Outline labeling records

__________________________________________________

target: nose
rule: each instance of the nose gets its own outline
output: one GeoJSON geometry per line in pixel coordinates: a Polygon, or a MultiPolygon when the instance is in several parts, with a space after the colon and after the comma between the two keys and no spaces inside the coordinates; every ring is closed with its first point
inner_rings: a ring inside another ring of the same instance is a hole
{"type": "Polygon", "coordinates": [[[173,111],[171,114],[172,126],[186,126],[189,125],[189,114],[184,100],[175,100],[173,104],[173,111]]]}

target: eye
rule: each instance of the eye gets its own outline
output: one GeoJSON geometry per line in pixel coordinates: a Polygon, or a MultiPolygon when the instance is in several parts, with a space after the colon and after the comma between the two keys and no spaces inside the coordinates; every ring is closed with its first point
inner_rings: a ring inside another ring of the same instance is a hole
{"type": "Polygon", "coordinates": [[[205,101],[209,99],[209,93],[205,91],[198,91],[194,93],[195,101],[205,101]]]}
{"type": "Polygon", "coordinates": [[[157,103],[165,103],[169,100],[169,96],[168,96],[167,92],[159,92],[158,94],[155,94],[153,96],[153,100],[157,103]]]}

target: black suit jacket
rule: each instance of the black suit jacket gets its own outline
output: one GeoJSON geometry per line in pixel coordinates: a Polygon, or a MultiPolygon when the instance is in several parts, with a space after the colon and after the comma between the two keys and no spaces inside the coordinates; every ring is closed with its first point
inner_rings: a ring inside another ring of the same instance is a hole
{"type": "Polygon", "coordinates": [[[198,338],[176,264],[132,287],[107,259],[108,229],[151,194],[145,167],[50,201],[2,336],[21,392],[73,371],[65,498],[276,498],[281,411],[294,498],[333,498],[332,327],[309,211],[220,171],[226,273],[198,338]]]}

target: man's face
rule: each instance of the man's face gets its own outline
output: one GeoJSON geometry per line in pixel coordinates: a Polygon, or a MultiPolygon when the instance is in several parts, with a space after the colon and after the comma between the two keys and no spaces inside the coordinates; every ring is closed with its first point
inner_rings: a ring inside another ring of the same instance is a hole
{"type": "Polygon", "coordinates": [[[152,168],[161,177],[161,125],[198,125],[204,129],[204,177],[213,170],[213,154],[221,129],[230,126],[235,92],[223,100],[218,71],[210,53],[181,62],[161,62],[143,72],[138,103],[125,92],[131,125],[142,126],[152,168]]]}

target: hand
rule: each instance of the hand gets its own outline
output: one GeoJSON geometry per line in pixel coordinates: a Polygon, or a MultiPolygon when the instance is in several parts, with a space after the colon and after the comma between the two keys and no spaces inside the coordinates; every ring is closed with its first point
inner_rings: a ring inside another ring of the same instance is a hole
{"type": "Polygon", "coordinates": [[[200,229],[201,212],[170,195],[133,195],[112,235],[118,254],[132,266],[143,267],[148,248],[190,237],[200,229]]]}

__________________________________________________

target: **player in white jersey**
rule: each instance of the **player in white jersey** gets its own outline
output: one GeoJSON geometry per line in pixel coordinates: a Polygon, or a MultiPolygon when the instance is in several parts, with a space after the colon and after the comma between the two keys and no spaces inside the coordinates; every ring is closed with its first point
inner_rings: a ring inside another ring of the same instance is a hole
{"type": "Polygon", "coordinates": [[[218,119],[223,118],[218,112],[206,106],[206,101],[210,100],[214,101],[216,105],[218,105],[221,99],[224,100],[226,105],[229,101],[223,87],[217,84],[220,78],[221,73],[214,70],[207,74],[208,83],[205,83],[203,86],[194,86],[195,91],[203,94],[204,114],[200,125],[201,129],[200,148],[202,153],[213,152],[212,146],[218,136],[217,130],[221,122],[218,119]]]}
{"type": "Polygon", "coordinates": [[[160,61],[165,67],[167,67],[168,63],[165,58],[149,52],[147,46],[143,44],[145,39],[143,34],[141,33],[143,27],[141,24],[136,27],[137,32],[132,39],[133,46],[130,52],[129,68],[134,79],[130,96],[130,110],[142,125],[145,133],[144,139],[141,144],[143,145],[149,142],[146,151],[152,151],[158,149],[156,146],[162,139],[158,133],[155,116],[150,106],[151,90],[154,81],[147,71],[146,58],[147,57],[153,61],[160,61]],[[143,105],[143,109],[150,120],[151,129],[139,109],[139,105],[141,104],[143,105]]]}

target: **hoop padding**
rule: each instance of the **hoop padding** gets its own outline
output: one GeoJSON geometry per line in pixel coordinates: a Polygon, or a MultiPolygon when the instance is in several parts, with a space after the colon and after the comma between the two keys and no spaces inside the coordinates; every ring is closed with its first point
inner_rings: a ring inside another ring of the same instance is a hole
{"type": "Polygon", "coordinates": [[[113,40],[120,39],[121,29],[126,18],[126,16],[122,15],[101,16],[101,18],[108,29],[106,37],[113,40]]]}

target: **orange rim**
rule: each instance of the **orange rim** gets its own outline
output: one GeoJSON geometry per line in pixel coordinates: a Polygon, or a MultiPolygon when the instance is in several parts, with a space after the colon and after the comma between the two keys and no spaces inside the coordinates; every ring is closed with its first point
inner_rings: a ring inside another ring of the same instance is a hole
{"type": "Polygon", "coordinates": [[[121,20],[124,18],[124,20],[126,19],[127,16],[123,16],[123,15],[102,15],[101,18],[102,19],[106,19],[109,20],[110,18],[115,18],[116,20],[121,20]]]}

__________________________________________________

### Do this
Determine how many lines of the data above contain the word "face".

### The completed task
2